YOUR GOAL: Replace "drop one marker" with "place a single marker" in the lines starting at the one containing "forest. Write the coordinates, one line per instance." and ending at the last line. Give only those lines, with everything else unchanged.

TASK DATA:
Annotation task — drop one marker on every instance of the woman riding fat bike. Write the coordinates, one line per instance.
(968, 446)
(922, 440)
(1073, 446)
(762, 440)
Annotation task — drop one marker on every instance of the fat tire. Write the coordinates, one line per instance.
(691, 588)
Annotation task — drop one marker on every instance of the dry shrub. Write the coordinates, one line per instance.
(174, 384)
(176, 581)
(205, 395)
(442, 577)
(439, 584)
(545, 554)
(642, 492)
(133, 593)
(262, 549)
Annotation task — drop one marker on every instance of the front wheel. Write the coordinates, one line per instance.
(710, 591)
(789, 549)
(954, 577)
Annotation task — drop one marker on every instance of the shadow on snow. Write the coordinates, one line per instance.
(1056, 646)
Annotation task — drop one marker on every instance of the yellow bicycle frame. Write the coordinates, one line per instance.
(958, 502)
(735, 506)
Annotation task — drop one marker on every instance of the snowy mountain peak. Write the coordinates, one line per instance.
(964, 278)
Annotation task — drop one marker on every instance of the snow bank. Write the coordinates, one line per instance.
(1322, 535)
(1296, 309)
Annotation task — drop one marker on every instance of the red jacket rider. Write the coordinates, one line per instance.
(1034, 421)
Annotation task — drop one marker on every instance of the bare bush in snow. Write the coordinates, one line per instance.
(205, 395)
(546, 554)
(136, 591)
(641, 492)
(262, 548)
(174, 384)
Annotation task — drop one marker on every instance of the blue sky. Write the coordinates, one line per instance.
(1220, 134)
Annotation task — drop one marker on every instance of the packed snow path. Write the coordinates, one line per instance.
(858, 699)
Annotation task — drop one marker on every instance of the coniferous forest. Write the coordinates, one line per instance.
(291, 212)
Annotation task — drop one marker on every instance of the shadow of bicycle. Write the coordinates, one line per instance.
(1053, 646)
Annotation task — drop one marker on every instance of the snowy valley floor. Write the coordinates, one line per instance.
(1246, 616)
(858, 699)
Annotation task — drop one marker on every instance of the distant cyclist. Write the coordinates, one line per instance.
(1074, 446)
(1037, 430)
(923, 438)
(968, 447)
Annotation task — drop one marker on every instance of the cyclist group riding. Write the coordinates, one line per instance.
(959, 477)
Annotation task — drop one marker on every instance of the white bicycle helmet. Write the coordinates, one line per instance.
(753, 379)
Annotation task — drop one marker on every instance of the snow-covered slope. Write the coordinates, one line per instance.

TASK SOLUTION:
Annotation task — place a single marker on every instance of the coniferous forest. Write the coordinates, one line per instance.
(291, 212)
Annotation task — place a single marker on every instance of the shadow of bicycle. Write the coordinates, one line per instance.
(1053, 646)
Annotation task — place a single marker on every instance of the snowy valley floor. Write the coordinates, one line per instance.
(1246, 616)
(858, 699)
Annotation task — place a single marker on every instance of the distant cyclist. Write the coordinates, one line per instance.
(1074, 446)
(1037, 430)
(923, 438)
(968, 447)
Annotation task — place a single marker on every instance of the cyclist group riding. Write the coordinates, one line per instance.
(959, 477)
Annotation task — place a single marker on every instance of the white bicycle helmet. Write the coordinates, one line per instance.
(753, 379)
Annotation task — place a single marker on every instance of the snow-covered slope. Write the coordinates, one line per instance.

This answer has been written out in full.